## Problem
Which lines of the items below contain the word "sign"? Copy out each of those lines.

Pointing dataset items

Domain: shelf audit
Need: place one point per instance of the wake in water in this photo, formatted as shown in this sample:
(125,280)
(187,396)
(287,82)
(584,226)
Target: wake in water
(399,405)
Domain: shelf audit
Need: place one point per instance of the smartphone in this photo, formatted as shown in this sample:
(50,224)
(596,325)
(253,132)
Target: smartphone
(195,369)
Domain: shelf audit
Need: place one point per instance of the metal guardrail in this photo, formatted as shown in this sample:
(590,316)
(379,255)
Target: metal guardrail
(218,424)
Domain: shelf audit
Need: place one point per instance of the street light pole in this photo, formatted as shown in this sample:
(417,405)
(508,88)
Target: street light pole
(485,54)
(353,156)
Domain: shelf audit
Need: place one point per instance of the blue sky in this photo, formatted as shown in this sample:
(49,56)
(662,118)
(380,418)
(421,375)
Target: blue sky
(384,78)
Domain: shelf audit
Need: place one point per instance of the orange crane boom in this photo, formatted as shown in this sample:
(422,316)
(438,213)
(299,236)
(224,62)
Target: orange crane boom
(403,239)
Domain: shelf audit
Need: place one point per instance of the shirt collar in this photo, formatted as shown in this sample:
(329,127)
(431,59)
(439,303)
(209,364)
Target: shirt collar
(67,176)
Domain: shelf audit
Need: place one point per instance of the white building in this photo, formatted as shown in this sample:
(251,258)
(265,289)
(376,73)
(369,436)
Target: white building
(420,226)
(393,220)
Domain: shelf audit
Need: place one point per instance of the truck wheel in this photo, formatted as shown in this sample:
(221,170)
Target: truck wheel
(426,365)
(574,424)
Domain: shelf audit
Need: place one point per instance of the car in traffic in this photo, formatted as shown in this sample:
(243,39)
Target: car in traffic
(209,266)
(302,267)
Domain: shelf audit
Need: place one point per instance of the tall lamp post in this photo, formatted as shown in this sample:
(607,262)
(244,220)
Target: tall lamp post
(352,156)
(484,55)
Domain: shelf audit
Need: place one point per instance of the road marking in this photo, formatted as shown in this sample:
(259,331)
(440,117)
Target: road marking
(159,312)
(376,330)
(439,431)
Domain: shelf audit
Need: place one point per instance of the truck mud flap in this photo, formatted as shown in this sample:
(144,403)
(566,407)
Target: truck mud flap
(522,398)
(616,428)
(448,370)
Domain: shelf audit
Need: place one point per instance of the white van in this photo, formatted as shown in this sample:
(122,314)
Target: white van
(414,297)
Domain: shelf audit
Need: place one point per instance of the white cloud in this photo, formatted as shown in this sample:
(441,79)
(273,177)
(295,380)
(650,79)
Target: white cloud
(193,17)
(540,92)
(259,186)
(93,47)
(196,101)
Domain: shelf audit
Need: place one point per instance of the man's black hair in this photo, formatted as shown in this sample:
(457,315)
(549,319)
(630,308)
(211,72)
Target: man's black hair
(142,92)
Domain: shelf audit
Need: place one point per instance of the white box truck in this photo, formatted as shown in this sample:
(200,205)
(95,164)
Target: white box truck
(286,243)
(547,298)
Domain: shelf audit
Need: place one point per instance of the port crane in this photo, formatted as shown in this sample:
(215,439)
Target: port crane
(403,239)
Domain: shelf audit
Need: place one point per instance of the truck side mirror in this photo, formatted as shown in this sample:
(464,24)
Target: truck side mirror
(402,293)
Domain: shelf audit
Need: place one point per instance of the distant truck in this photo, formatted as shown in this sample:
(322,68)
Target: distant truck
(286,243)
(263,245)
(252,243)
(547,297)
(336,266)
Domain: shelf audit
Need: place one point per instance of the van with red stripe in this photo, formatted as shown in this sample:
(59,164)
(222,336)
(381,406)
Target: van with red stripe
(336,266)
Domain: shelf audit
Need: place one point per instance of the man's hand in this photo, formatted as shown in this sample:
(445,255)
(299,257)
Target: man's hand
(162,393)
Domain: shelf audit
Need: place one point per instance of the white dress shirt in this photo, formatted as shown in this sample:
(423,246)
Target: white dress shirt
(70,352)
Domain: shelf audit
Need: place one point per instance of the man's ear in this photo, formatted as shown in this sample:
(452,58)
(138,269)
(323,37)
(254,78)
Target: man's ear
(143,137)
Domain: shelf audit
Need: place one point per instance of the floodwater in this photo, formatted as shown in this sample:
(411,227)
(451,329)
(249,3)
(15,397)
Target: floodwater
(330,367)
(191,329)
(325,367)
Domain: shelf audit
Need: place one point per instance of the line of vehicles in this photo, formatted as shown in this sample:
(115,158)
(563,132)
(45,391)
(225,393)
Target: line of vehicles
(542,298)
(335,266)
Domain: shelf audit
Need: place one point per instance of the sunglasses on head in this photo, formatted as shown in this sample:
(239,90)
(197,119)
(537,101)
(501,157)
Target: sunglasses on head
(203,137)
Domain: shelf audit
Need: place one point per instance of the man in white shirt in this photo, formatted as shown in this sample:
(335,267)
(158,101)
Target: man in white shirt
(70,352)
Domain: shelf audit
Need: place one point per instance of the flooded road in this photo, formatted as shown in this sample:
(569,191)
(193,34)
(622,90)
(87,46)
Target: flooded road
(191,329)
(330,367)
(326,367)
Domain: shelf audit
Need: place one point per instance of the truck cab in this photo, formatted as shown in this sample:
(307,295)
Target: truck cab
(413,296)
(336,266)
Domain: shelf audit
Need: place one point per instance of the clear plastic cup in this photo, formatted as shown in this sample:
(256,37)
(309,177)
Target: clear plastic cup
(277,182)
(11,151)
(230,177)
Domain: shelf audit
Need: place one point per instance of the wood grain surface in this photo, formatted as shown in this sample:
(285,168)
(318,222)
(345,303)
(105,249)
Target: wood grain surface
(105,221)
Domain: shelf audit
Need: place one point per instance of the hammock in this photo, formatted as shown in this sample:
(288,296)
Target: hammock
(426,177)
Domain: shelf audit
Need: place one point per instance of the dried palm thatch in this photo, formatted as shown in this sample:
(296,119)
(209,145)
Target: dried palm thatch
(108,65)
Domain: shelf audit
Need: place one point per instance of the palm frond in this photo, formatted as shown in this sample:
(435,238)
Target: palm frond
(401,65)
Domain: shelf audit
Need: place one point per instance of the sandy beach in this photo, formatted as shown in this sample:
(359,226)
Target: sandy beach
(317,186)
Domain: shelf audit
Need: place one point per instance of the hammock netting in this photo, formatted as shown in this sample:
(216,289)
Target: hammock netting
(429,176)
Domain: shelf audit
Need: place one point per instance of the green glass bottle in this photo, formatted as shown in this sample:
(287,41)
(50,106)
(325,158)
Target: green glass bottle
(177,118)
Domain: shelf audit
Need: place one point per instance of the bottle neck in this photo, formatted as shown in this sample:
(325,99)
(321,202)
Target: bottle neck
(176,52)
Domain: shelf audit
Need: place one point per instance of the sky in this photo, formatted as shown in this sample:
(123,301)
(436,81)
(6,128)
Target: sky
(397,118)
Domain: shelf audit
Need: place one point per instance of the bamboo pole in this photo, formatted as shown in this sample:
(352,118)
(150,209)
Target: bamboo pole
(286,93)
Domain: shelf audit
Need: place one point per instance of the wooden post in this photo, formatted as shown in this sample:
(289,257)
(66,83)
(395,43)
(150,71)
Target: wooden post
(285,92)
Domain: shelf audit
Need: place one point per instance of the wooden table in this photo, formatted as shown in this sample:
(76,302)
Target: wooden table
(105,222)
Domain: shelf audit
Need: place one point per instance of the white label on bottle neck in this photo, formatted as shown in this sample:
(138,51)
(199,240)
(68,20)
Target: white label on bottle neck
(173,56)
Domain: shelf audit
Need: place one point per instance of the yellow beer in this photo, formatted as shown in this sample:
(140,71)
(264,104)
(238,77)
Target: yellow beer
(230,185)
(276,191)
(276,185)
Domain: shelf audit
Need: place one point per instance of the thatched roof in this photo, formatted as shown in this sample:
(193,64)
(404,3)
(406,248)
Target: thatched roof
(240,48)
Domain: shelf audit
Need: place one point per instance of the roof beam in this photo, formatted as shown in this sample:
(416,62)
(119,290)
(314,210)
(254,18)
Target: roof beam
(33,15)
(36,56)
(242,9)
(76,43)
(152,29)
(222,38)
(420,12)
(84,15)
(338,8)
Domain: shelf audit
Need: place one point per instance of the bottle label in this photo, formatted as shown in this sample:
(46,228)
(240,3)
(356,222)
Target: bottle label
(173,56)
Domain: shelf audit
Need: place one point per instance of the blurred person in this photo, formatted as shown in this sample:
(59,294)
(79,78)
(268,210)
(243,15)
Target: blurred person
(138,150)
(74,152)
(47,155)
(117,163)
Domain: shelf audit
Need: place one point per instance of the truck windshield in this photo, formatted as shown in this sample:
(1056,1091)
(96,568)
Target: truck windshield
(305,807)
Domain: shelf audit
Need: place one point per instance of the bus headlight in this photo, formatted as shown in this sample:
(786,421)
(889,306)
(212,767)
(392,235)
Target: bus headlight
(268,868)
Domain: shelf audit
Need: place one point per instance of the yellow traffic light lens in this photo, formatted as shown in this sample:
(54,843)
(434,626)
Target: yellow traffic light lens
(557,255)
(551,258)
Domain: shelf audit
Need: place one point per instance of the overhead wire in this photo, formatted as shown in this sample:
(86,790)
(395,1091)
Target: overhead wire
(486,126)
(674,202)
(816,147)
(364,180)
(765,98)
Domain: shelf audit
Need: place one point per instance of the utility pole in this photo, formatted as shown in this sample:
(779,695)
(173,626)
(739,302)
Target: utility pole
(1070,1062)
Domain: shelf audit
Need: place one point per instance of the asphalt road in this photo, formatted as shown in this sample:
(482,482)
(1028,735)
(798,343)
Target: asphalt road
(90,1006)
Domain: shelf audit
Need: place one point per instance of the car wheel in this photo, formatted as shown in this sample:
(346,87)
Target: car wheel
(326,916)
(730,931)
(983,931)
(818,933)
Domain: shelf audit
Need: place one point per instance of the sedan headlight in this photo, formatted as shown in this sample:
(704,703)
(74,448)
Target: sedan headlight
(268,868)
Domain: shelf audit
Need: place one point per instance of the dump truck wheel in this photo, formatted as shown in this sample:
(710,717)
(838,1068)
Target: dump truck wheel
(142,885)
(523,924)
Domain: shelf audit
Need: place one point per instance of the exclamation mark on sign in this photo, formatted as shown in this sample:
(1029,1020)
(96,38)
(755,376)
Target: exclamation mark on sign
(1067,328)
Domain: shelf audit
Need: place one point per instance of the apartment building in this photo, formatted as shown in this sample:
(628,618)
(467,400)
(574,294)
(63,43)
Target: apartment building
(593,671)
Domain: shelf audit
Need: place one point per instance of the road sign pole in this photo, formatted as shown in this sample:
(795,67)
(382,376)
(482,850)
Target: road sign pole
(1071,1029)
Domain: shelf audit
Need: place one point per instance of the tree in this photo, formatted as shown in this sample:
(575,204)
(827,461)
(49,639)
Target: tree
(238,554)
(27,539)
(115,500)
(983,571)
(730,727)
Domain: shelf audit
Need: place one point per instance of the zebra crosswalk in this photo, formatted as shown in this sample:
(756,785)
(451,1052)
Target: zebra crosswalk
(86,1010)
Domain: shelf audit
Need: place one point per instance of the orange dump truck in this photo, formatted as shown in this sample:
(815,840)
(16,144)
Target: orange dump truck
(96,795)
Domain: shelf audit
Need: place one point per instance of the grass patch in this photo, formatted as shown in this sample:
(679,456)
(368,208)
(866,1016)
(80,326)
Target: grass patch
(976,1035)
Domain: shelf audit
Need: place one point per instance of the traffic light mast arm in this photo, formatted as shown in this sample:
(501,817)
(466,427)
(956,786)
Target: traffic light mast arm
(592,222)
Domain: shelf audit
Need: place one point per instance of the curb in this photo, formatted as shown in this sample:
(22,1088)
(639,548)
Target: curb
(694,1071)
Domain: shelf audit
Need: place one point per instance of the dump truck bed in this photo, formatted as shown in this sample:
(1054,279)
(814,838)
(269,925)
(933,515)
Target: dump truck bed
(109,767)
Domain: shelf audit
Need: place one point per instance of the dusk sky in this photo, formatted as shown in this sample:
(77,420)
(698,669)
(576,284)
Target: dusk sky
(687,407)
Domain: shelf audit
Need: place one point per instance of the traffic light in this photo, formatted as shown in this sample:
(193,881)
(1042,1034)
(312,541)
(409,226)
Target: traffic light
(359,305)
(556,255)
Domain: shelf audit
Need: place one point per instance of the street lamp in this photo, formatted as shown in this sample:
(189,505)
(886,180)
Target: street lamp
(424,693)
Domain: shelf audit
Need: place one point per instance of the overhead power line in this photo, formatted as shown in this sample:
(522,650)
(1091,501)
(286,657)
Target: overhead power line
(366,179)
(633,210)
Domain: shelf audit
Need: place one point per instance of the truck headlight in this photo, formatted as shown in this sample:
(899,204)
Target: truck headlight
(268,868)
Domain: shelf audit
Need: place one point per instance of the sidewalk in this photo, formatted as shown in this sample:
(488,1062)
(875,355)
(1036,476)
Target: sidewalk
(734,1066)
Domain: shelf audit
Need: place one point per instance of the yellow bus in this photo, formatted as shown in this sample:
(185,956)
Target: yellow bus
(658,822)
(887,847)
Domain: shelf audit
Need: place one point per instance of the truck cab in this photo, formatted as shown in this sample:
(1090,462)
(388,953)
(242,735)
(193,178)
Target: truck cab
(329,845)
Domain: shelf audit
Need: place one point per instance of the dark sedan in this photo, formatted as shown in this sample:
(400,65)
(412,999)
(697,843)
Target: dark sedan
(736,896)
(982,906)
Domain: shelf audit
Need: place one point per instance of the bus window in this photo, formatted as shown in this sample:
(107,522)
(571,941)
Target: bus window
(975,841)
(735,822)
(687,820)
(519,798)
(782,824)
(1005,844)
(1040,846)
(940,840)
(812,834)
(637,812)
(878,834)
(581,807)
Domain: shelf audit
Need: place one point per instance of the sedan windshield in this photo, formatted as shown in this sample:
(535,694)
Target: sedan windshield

## Correct answer
Need: place one point per instance of the exclamation mark on sign in this photo, formatted as shown in this sample:
Target: exclamation mark on sign
Need: place one point per instance of the road sign pole in this photo, formatted as shown in this sample:
Target: road sign pole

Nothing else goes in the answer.